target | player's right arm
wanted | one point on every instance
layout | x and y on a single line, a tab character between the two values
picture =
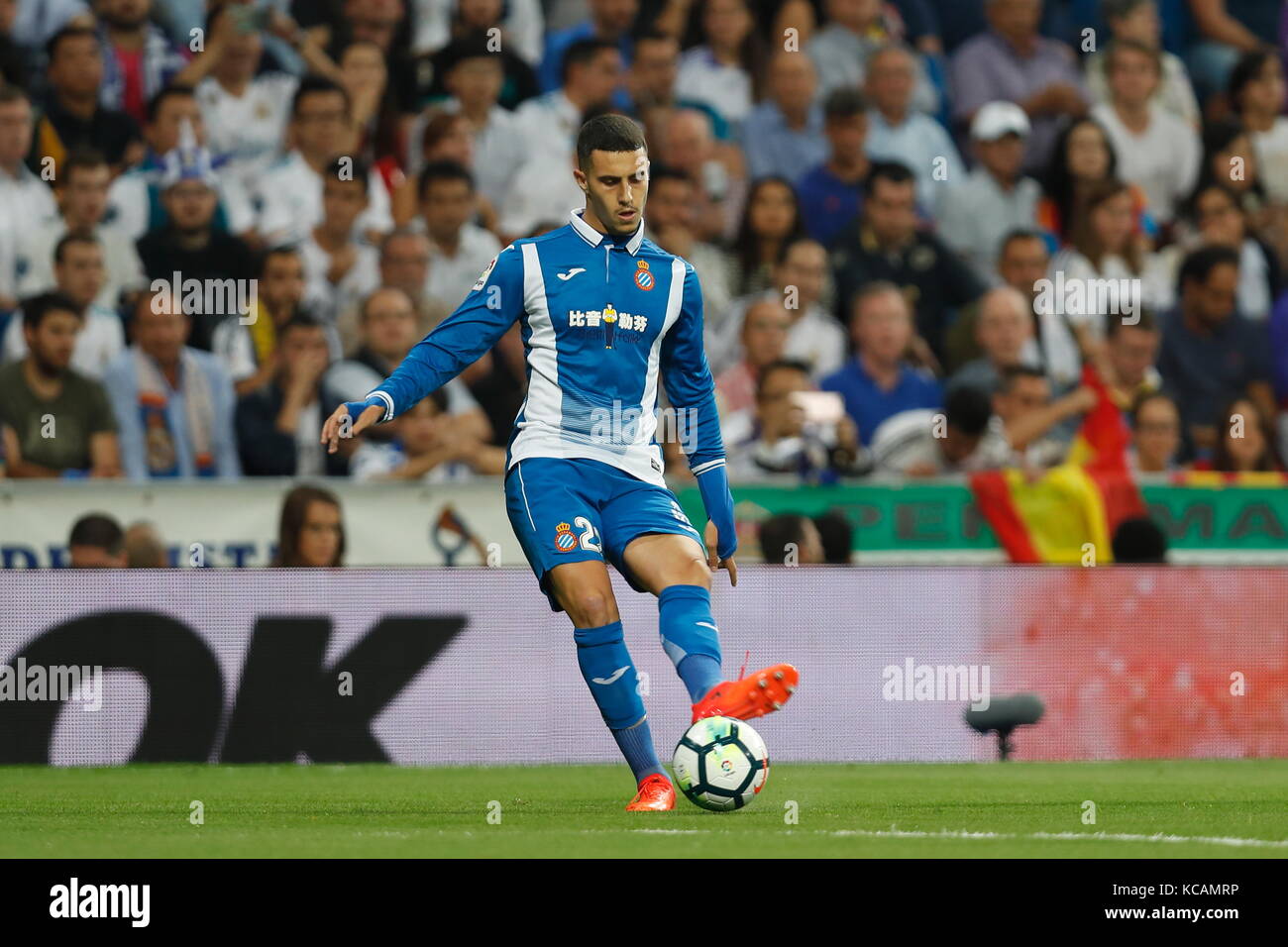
458	342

Requirement: Update the lines above so that "right arm" becomes "left arm", with everything else left as is. Omit the picture from your answer.

Task solution:
target | player's left arm
wanted | one point on every instance
layout | x and y on a single line, a tab character between the two values
picture =
458	342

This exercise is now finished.